E-cigarettes may do more good than harm: experts2 min read . Updated: 25 Apr 2016, 05:46 PM IST
Experts are prompting regulators at the USFDA to have a broad 'open-minded' perspective when it comes to regulating e-cigarettes
Washington: Use of vapourised nicotine products, especially e-cigarettes, may reduce overall smoking and potentially lower deaths from cigarette smoking, a team of international tobacco control experts has claimed.
The experts are prompting regulators at the US Food and Drug Administration (FDA) to have a broad “open-minded" perspective when it comes to regulating e-cigarettes.
The experts analysed much of the evidence published to date on e-cigarettes, and suggested that use of these products can lead to reduced cigarette smoking overall with a potential reduction in deaths from cigarette smoking.
“We’re concerned the FDA, which has asserted its right to regulate e-cigarettes, will focus solely on the possibility that e-cigarettes and other vapour nicotine products might act as gateway to cigarette use," said David T Levy, professor at the Georgetown University in the US.
“We believe that the discussion to date has been slanted against e-cigarettes, which is unfortunate, because the big picture tells us that these products appear to be used mostly by people who already are or who are likely to become cigarette smokers," said Levy.
Experts, including those from Medical University of South Carolina in US, University of Waterloo in Canada, and Cancer Control Victoria in Australia said the 2014 Surgeon General’s Report stated, “The burden of death and disease from tobacco in the US is overwhelmingly caused by cigarettes and other combusted tobacco products."
E-cigarettes may counteract those health risks and experts estimate that exclusive e-cigarette use is associated with about five percent of the mortality risks of smoking, Levy said.

> _Task instructions_:
Revise the e-cigarettes article starting at "E-cigarettes may do" and ending after "from cigarette smoking.", changing "regulators" to "officials" wherever it occurs in that span.

> _Provided material_:
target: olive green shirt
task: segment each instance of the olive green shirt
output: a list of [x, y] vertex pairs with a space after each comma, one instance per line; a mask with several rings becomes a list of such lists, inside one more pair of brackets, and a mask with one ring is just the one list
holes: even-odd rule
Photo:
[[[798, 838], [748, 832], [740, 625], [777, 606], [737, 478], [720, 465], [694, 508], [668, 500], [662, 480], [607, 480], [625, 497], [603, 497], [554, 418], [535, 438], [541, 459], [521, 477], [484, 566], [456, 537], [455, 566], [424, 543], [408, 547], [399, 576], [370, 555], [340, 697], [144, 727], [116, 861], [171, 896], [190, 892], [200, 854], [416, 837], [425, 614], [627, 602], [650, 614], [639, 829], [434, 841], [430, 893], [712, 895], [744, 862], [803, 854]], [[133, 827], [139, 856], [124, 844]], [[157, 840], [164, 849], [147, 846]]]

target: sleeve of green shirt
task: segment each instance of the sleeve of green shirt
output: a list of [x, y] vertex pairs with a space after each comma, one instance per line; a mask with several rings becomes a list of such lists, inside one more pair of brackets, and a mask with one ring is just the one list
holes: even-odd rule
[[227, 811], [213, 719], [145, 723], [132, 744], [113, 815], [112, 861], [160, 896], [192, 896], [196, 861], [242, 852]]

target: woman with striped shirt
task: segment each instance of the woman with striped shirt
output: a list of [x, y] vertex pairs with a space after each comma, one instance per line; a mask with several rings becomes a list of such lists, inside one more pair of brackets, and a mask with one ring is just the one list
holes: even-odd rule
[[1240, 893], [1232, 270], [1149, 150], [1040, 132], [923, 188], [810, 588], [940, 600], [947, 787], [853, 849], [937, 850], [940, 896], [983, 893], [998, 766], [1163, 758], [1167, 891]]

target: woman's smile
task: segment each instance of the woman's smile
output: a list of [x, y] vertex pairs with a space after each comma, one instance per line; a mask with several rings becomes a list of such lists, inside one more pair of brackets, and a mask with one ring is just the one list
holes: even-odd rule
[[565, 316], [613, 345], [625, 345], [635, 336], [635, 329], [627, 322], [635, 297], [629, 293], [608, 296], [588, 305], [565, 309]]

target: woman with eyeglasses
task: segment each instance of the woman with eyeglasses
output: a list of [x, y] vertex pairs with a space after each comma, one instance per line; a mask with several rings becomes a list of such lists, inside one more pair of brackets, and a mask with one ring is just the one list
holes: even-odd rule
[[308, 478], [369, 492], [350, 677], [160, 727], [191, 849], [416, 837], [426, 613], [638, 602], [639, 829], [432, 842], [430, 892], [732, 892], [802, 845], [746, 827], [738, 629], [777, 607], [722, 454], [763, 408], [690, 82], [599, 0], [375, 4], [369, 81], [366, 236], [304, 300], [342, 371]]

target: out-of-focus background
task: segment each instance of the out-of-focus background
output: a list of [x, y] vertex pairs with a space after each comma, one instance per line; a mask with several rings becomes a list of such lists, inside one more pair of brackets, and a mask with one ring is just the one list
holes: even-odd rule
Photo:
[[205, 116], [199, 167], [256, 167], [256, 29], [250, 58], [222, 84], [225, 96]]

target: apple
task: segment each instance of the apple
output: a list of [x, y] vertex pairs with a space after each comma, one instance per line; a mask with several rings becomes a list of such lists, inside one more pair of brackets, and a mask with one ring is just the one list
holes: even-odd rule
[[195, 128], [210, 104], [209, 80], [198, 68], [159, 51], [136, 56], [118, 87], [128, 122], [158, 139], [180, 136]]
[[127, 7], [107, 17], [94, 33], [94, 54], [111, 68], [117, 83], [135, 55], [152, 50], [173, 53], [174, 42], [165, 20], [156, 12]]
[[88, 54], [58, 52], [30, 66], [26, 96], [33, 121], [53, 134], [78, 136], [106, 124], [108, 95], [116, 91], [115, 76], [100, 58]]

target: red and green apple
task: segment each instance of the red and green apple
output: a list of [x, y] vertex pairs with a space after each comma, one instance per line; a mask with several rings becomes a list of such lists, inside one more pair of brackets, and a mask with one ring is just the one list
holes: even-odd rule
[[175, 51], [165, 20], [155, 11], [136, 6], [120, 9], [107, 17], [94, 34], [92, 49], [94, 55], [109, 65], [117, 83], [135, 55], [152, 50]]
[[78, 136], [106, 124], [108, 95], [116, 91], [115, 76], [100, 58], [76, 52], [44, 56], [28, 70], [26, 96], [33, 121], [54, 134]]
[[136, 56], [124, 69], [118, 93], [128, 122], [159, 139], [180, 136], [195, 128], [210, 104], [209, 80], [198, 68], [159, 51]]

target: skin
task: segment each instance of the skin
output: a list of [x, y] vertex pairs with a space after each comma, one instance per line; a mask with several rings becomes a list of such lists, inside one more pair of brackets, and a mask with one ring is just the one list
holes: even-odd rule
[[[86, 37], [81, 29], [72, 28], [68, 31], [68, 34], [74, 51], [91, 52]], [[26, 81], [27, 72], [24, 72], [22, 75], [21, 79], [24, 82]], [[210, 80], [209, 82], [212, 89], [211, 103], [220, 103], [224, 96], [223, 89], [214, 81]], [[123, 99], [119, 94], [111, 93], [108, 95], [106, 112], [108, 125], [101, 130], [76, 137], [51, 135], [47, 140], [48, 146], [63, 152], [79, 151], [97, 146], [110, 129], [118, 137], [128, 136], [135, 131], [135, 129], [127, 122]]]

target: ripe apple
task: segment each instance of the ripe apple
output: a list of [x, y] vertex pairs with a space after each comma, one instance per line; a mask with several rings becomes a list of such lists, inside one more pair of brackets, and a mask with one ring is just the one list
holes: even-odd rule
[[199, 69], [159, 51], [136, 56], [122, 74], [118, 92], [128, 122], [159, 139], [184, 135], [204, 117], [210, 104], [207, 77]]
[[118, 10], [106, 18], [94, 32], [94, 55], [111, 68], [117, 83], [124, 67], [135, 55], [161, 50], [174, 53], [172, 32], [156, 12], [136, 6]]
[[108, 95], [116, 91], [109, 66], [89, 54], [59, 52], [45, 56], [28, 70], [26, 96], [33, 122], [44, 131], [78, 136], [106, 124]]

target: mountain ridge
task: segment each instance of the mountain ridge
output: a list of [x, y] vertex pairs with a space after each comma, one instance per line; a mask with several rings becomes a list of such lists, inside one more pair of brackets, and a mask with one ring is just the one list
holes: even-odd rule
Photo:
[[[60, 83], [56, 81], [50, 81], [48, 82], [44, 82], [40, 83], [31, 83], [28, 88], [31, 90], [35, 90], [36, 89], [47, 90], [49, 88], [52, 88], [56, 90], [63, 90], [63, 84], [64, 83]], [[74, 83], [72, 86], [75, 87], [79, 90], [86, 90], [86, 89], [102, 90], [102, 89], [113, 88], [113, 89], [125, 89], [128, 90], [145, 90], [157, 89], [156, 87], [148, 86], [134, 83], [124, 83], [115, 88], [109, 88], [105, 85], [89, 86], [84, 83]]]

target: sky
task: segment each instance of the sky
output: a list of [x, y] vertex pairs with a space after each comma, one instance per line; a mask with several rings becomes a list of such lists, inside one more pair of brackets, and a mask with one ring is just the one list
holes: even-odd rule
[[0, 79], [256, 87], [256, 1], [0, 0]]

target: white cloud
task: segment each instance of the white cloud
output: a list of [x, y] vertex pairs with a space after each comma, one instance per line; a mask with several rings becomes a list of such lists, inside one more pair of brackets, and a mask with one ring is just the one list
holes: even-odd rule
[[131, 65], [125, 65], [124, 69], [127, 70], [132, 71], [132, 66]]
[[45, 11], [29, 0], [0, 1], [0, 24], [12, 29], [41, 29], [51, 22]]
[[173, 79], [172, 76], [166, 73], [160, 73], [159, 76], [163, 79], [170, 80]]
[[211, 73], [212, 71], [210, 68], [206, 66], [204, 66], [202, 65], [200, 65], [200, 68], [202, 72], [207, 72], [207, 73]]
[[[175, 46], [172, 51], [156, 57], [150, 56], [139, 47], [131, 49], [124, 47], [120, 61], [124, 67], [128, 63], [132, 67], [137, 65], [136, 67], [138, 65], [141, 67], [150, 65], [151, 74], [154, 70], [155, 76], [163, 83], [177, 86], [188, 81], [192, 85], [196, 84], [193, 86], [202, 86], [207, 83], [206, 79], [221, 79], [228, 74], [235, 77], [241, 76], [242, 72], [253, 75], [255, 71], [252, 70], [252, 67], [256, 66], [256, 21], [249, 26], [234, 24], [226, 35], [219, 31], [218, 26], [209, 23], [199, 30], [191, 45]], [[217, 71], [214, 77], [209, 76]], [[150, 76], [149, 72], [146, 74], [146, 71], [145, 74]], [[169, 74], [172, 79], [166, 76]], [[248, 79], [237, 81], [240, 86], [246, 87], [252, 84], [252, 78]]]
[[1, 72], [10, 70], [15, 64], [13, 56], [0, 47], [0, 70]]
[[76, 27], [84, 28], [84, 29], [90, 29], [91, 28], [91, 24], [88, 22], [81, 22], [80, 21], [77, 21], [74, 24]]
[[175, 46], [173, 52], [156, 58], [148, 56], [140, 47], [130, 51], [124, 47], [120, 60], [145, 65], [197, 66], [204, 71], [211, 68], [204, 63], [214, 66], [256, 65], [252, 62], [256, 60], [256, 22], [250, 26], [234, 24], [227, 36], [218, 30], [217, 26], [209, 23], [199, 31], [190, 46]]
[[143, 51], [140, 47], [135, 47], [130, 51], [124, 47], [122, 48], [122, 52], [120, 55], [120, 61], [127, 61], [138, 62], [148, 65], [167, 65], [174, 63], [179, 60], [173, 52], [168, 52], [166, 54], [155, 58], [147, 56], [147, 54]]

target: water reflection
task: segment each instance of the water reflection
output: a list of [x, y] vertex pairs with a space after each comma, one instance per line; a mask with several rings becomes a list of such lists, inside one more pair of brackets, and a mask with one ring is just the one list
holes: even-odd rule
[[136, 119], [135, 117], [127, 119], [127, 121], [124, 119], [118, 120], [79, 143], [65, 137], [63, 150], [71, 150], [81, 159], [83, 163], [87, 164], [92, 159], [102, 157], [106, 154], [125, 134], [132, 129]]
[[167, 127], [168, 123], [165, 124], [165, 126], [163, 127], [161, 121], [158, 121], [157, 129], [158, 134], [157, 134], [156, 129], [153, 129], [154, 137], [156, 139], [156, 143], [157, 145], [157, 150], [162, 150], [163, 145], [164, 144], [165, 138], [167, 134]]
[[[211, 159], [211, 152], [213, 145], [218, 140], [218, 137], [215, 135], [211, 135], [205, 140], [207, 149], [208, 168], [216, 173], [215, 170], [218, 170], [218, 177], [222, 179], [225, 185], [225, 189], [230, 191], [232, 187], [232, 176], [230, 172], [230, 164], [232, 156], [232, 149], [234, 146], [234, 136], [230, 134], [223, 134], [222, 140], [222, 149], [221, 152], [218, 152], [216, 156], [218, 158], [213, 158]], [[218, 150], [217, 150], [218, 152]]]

> _Output of the exercise_:
E-cigarettes may do more good than harm: experts2 min read . Updated: 25 Apr 2016, 05:46 PM IST
Experts are prompting officials at the USFDA to have a broad 'open-minded' perspective when it comes to regulating e-cigarettes
Washington: Use of vapourised nicotine products, especially e-cigarettes, may reduce overall smoking and potentially lower deaths from cigarette smoking, a team of international tobacco control experts has claimed.
The experts are prompting officials at the US Food and Drug Administration (FDA) to have a broad “open-minded" perspective when it comes to regulating e-cigarettes.
The experts analysed much of the evidence published to date on e-cigarettes, and suggested that use of these products can lead to reduced cigarette smoking overall with a potential reduction in deaths from cigarette smoking.